Text:
Saturday, December 8, 2012
"It's Easy to Tell Who's Going to Win in Eviction Court"
That's the conclusion of sociologist Matthew Desmond, reporting in the New York Times on his study of eviction court proceedings.
On one side of the room sit the tenants: men in work uniforms, mothers with children in secondhand coats, confused and crowded together on hard benches. On the other side, often in a set-aside space, are not the landlords but their lawyers: dark suits doing crossword puzzles and joking with the bailiff as they casually wait for their cases to be called.
Desmond reports that in many housing courts around the country, 90% of landlords are represented by counsel, and 90% of tenants are not. What difference does it make? As Desmond reports, a recent study of the Boston Bar Association showed that in a randomized sample of 129 cases, "two-thirds of tenants offered full representation avoided eviction, compared with one-third who were offered limited assistance like instructional clinics."

Stored data:
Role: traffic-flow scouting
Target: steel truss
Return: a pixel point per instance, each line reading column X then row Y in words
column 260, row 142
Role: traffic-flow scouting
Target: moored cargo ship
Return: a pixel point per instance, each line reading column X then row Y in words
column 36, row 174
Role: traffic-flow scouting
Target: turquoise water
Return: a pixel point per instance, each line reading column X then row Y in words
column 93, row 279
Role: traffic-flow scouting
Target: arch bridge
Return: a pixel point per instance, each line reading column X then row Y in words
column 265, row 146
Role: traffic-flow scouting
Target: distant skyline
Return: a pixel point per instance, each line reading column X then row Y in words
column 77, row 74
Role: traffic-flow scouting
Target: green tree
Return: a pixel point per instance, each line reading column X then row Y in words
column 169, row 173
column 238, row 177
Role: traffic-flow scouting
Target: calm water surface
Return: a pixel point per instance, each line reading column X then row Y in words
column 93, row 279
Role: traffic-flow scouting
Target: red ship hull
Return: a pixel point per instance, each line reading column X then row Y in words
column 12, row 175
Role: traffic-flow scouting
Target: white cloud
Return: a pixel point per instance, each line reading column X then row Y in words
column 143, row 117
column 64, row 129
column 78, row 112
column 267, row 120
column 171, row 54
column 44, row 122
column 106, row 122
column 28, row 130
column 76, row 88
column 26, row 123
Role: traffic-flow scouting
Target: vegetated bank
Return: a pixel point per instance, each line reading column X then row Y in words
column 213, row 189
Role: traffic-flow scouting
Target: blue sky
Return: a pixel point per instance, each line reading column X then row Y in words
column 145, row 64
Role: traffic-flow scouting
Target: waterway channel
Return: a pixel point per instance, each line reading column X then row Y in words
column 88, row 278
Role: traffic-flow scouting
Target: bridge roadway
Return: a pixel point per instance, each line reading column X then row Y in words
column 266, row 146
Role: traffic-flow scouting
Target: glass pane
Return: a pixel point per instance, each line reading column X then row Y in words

Your task: Reproduce the section of the eviction court article that begins with the words containing "That's the conclusion" and ends with "to be called.". Work only from the eviction court article and disregard the material.

Written reply:
That's the conclusion of sociologist Matthew Desmond, reporting in the New York Times on his study of eviction court proceedings.
On one side of the room sit the tenants: men in work uniforms, mothers with children in secondhand coats, confused and crowded together on hard benches. On the other side, often in a set-aside space, are not the landlords but their lawyers: dark suits doing crossword puzzles and joking with the bailiff as they casually wait for their cases to be called.